* _Jobs_:
1) Could you retype the passage about the Martha's Vineyard Museum volunteers, beginning at the words "Have you wondered" and stopping after "to catch up."?
2) How would the article on the new Martha's Vineyard Museum's volunteers go on? Write its next lines, starting right after its final sentence.

* _Given passage_:
::::::::
Have you wondered about the goings-on inside our new Martha’s Vineyard Museum up on the hill? Well, amid the hubbub of getting the exhibits in place and other final touches, there is a dedicated and excited group of volunteers eagerly preparing to lend a helping hand. Some of them had volunteered at the museum when it was in Edgartown, but here in Vineyard Haven, this is a whole new ball game. The Times recently met with some of the volunteers and staff at the new M.V. Museum to catch up.
“The new campus and building bring an opportunity to expand and professionalize the volunteer corps, who will now be a more integral part of the functioning of the museum,” explained volunteer coordinator Sarah Moore. “They will be working throughout the building in a range of ways: interacting with visitors as docents, guides, greeters, library assistants, working in the gift shop, and more.”
Museum educators Ann DuCharme and Beth Seaborne have been training the docents since the fall. They are gaining a wealth of knowledge about the Island’s history and the museum’s exhibitions. During their weekly trainings, docents are learning how to conduct tours, answer questions, and guide visitors through the museum.
“It’s been great. We have a wonderfully diverse group, and Ann and Beth create such a supportive atmosphere and show such confidence in all of us,” said volunteer guide Kate Hancock. “My education and working life have been centered on the theater, teaching, and most recently, the world of art. The museum combines all those areas. The Vineyard has been a part of my life since I was born, and my husband and I wouldn’t live anywhere else. The museum seems like the perfect place to indulge all my passions, and hopefully give something back in the process.”
Volunteers come from a variety of backgrounds, and bring their own experience to the museum.
::::::::
* _Data section_:

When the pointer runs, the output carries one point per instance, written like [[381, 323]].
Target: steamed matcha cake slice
::::::::
* _Task-by-task results_:
1)
Have you wondered about the goings-on inside our new Martha’s Vineyard Museum up on the hill? Well, amid the hubbub of getting the exhibits in place and other final touches, there is a dedicated and excited group of volunteers eagerly preparing to lend a helping hand. Some of them had volunteered at the museum when it was in Edgartown, but here in Vineyard Haven, this is a whole new ball game. The Times recently met with some of the volunteers and staff at the new M.V. Museum to catch up.

2)
Docent Jo Maxwell spoke about the impetus for her involvement: “I became a volunteer because after being in the restaurant business for over 45 years, the thought of pursuing my ever-present interest in history became a reality as retirement approached. My experience has exceeded all of my expectations. I began helping Ann at the ‘old museum’ [in Edgartown], mostly organizing and wrapping items that were being moved to the museum’s new home. Meeting new people who share a passion for and knowledge about the history of the Island has been very meaningful. I learn something new every time that I am there — and it is so much less stressful than my restaurant life.”
There are two different types of volunteer opportunities in the museum’s library. “In an orientation meeting with Martha’s Vineyard Museum research librarian Bow Van Riper, I was surprised to learn how many facets there are to working in the library,” Janet Hefler, one of the library volunteers, remarked. “There is a wide variety of tasks to choose from, and volunteers can switch from one to the other based on what fits their schedules and lifestyles. I think that kind of flexibility is a real plus for volunteers, and offers opportunities for seasonal as well as year-round residents. Mr. Van Riper stressed that whatever we do will be up to us, based on our likes and dislikes to ensure that we enjoy the experience. If I find data entry a calming task, fine. If it makes me want to run out the front door and jump into the Lagoon, he’ll cross it off my list.”
Hefler said that library volunteers will be offered additional training so they can develop other skills needed for more specific types of research, and more in-depth projects.
“I look forward to helping tourists and Islanders alike enjoy this wonderful expanded resource. As an added bonus, I hope to broaden my own knowledge of the Island through working at the museum. I think it will be fun to help people find information in the library, whether it’s Island facts or family history,” Hefler said. “We learned in our orientation meeting that the dial telephone first came to Vineyard Haven in 1966. Who knew? I might find that useful at one of the local trivia nights sometime, or to redirect an awkward political discussion.”
Visitor services and gift shop volunteers will have training sessions in the coming weeks on how to be of help and service so that museum visitors have the best experience possible. Those volunteering in the Hands-On History Room (an interactive exhibit designed specifically for children and families) will receive training involving information about fishing, whaling, shellfish, and other activities that are a part of this fun exhibit.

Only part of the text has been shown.